Records for the task:
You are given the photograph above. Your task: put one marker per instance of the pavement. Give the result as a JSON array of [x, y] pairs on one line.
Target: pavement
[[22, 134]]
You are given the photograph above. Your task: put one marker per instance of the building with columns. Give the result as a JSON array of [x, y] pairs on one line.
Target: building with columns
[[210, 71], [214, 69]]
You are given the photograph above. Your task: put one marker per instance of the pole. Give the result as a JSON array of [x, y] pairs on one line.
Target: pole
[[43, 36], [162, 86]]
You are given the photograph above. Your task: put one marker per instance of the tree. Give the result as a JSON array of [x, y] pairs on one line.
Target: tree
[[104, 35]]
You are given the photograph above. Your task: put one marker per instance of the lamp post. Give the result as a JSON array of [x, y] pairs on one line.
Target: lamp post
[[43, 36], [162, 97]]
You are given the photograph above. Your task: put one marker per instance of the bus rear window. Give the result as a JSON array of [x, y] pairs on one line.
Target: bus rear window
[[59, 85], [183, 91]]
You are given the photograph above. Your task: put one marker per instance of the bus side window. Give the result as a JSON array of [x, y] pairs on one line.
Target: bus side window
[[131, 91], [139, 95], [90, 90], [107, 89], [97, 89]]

Prompt:
Leaving every word in place, output the whole listing above.

Solution for this task:
You are given the photograph above. Your task: put one marker per instance of the pavement. Give the result as a JSON array of [x, y] pairs on one line.
Target: pavement
[[22, 134]]
You are given the photograph above. Your task: put one marker per instance of the building with columns. Give the result as a JSON array of [x, y] pairs on one line.
Target: building with columns
[[210, 71], [214, 69]]
You are given the photograph above. Your task: put one marker per instance of the pole. Give the result as a JSON array of [x, y] pairs on one line.
Target: pole
[[43, 36], [162, 86]]
You are given the photograph above. Your task: put one marker per instance of the tree. Give the result as a JSON array of [x, y] pairs on one line.
Target: tree
[[104, 35]]
You are given the photograph above. Your task: put one marker per instance of the lamp post. Give the result as a JSON array of [x, y] pairs on one line.
Target: lamp post
[[43, 36], [162, 97]]
You are given the photograph above. Your task: put one marker per instance of the bus rear window. Give the result as a JSON array of [x, y] pairs on one line.
Target: bus rear window
[[59, 85], [183, 91]]
You are given the photograph above. Your task: put one marker per instance of the bus side window. Give the result as a JSON array of [x, y] pairs on one line.
Target: bus side window
[[131, 91], [139, 95], [90, 90], [107, 89], [97, 89]]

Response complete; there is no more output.